▶ **PROBLEM TO SOLVE**
Drop the images; return everything else in the listing below exactly.

↓↓↓

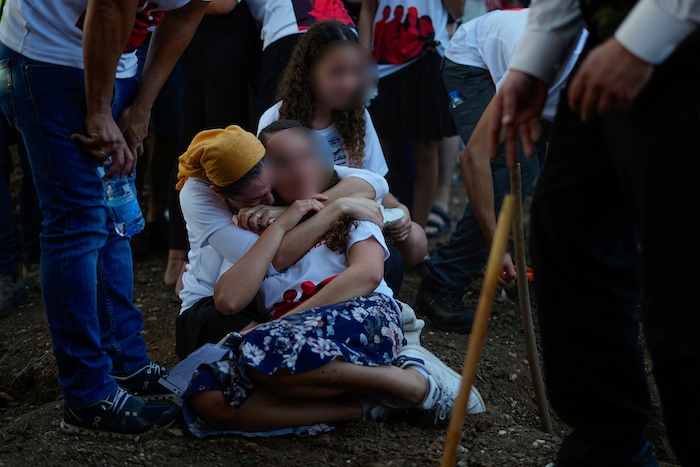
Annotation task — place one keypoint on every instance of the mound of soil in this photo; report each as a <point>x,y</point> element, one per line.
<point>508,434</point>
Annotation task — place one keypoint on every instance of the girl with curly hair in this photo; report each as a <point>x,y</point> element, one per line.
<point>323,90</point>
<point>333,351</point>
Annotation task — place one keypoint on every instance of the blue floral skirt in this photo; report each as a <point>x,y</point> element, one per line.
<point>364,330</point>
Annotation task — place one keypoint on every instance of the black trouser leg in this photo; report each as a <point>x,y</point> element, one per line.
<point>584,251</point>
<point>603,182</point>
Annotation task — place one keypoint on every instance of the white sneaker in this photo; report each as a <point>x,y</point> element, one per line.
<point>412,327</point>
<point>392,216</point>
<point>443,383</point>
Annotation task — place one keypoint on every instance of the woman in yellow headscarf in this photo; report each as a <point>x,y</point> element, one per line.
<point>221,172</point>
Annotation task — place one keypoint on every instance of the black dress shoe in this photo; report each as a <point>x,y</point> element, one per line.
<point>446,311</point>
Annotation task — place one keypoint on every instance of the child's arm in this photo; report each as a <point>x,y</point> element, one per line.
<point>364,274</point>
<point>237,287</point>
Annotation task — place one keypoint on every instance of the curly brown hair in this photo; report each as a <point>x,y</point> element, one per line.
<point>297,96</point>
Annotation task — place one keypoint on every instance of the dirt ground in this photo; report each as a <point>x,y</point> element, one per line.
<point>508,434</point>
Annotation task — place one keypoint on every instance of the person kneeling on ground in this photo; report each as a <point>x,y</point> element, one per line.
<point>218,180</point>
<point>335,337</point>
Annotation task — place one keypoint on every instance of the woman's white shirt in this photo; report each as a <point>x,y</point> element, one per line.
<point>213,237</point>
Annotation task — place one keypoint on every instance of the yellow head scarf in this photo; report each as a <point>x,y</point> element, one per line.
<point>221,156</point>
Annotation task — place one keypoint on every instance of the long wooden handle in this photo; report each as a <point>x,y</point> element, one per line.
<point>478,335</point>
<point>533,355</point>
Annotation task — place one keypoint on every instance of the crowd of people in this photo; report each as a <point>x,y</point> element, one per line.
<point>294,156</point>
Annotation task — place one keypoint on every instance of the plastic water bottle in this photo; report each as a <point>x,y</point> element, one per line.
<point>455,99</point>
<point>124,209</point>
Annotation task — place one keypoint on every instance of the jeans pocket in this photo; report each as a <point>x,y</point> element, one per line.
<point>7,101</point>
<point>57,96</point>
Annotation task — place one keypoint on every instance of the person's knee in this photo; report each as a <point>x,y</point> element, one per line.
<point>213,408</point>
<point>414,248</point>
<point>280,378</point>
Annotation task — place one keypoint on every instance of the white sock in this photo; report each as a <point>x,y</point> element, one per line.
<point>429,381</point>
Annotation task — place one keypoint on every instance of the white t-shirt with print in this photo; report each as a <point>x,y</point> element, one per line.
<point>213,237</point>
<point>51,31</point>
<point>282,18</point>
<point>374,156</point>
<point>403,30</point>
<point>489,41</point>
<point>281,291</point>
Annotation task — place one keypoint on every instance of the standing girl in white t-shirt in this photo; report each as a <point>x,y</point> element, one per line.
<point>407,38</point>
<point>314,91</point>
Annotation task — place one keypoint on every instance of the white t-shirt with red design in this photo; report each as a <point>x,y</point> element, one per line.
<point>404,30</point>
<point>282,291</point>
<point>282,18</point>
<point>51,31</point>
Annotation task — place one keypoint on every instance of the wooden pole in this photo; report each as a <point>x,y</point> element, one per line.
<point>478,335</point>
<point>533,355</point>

↑↑↑

▶ **EXERCISE OUTPUT**
Annotation task — place one keypoint on every instance of the mound of soil in this photo; report each as a <point>x,y</point> element, one per line.
<point>508,434</point>
Annotation task — place one keypoint on every instance of the girl with curly hair in this photo; report each as a <point>x,y</point> element, one per line.
<point>323,90</point>
<point>333,351</point>
Annotation task — place one keypoint on every instance of the blue floral skirt in this photo; report each as a <point>x,y</point> element, one per line.
<point>364,330</point>
Annotation task — place one keypoint on every instance of the black trouser leg in this photo; report each as a <point>x,y</point> element, one per line.
<point>584,251</point>
<point>603,182</point>
Annotation task — place one keypoint on every instance of the white sneaker in this photo; report each as a <point>x,y</point> element, one per line.
<point>412,327</point>
<point>392,216</point>
<point>443,383</point>
Annotation task — place one keypoint on every instance of the woman in yellow headscarf in this photo; report each as a <point>x,y</point> element, one per line.
<point>221,172</point>
Annotation task — place one keypoint on every instance of the black dress shoe in this photo; report each as a <point>x,y</point> element, one per line.
<point>446,311</point>
Annotation task — place one keypoint on every instance of the child's arm in this photo; report each as a <point>x,y</point> element, one per line.
<point>364,274</point>
<point>237,287</point>
Annotation task — place one keypoint on every instance of the curly brown hair in this photo; report each as a <point>x,y</point> element, one per line.
<point>297,96</point>
Annotation task — place one keypoint on every instance of the dirt ground in this photo; report each as a <point>x,y</point> element, one per line.
<point>508,434</point>
Annotation task — place one keypoint on every instance of the person kneeling on ground in this photo; report each as a <point>x,y</point> element, one per line.
<point>218,180</point>
<point>335,337</point>
Annotation task — place one keypoint on every instance of the woman's white shirt in this photo; report each as a <point>x,y</point> element, one per line.
<point>213,237</point>
Annotation task — place one keypoint on every instance of the yellow head scarf in this photo; report each as a <point>x,y</point> element, one per line.
<point>221,156</point>
Annotation task — place one keypoint on every instance of the long wooden handle in this photo; report each as a <point>x,y</point> element, one per line.
<point>478,335</point>
<point>533,355</point>
Annotation task — place one keypoint on every instance of the crowd of people in this photo; report each as a <point>x,y</point> element, one per line.
<point>294,156</point>
Annotation task — place one keypoint on every instance of the plastic water bottle in this photo; report each as a <point>x,y</point> element, one per line.
<point>455,99</point>
<point>124,209</point>
Annotation task — place one keypoint on every instance of the jeans pocket in this photo; report each as a <point>x,y</point> element, one per line.
<point>7,101</point>
<point>57,96</point>
Annotation task — place one keypoint on every instance of the person's knee in this photo; report each as a <point>x,y</point> element, one per line.
<point>213,408</point>
<point>414,248</point>
<point>280,378</point>
Annotation task — place one keypoint on every instance of the white sock in this photo; report each as a <point>x,y</point> element, one per line.
<point>429,381</point>
Annotation task — place one keypoint on every instance of the white t-shirt with print in this photo; report each as a <point>x,y</point> element, one per line.
<point>213,237</point>
<point>51,31</point>
<point>282,18</point>
<point>374,156</point>
<point>403,30</point>
<point>489,41</point>
<point>281,291</point>
Annotation task — place one keypoint on every instance of the standing girl in white t-shirt in this photo; report each as a <point>x,y</point> element, one per line.
<point>407,38</point>
<point>314,91</point>
Annotation task — place one keypoint on every instance of the white t-shirt with red design in this photo; report each as a <point>x,y</point> element, one per line.
<point>404,30</point>
<point>282,291</point>
<point>282,18</point>
<point>51,31</point>
Annotation task — place one keypoint on every instance of the wooden pole in this photo; report each as a <point>x,y</point> element, one per line.
<point>478,335</point>
<point>533,355</point>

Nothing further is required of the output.